(Stored data)
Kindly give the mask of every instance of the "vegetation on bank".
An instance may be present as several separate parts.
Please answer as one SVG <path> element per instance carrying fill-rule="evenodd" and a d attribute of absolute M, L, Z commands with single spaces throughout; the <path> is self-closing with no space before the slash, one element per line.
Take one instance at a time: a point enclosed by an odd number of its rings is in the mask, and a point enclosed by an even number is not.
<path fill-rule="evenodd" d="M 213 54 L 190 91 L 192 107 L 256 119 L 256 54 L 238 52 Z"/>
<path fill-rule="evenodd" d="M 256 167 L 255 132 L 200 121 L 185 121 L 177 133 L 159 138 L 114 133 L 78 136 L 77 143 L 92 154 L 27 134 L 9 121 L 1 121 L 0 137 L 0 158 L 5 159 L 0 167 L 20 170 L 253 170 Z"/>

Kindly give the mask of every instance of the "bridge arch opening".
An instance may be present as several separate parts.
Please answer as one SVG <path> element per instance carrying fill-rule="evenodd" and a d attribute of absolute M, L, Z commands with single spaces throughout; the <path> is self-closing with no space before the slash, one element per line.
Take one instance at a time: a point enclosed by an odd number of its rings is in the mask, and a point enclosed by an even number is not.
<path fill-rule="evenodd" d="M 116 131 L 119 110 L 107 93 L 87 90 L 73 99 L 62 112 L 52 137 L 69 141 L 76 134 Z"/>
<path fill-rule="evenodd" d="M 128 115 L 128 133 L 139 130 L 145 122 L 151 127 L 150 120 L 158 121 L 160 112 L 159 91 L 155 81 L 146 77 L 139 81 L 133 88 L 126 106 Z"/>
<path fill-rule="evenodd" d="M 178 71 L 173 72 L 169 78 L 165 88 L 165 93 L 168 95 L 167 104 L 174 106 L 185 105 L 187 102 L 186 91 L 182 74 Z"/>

**WHAT YOU SHOULD DO:**
Please arrange the lines above as a CSV with two columns, instruction and output, giving each blank-line-separated group its own row. Put the group's text in instruction and its answer in output, with each field in double quotes and line breaks turned into spaces.

**THE ANSWER:**
instruction,output
"Kindly give the mask of every instance of the ""vegetation on bank"". An instance may be present as several separate parts. Please answer as one SVG <path> element per instance carrying fill-rule=""evenodd"" and a d attribute of absolute M, L, Z commands with single spaces throughout; the <path> is self-closing with no space before the slash, one element per line. Take one instance at a time: a point enclosed by an odd number of its rings is in the mask, and a point enclosed by an even number is not.","<path fill-rule=""evenodd"" d=""M 213 54 L 190 91 L 192 107 L 256 119 L 256 54 L 238 52 Z""/> <path fill-rule=""evenodd"" d=""M 256 167 L 255 132 L 200 121 L 185 121 L 177 133 L 159 138 L 114 133 L 78 136 L 77 143 L 92 154 L 27 134 L 9 121 L 1 121 L 0 137 L 0 158 L 5 159 L 0 167 L 20 170 L 253 170 Z""/>"
"Kindly give the mask of every instance of the ""bridge arch opening"". An instance may be present as several separate parts. Please answer as one SVG <path> element per instance carrying fill-rule=""evenodd"" and a d attribute of absolute M, L, Z commands with single spaces throughout; the <path> is self-closing with no space before the slash, one element per line. Take one instance at a time: a point enclosed by an odd number of its rings is in the mask, and a point enclosed by an even number is not.","<path fill-rule=""evenodd"" d=""M 116 131 L 119 110 L 107 93 L 87 90 L 73 99 L 62 112 L 52 137 L 69 141 L 76 134 Z""/> <path fill-rule=""evenodd"" d=""M 128 115 L 128 133 L 139 130 L 145 122 L 151 127 L 150 120 L 158 121 L 160 112 L 159 91 L 155 81 L 146 77 L 139 81 L 133 88 L 126 106 Z""/> <path fill-rule=""evenodd"" d=""M 178 71 L 173 72 L 169 78 L 165 88 L 165 93 L 168 95 L 167 104 L 174 106 L 185 105 L 187 102 L 186 91 L 182 74 Z""/>"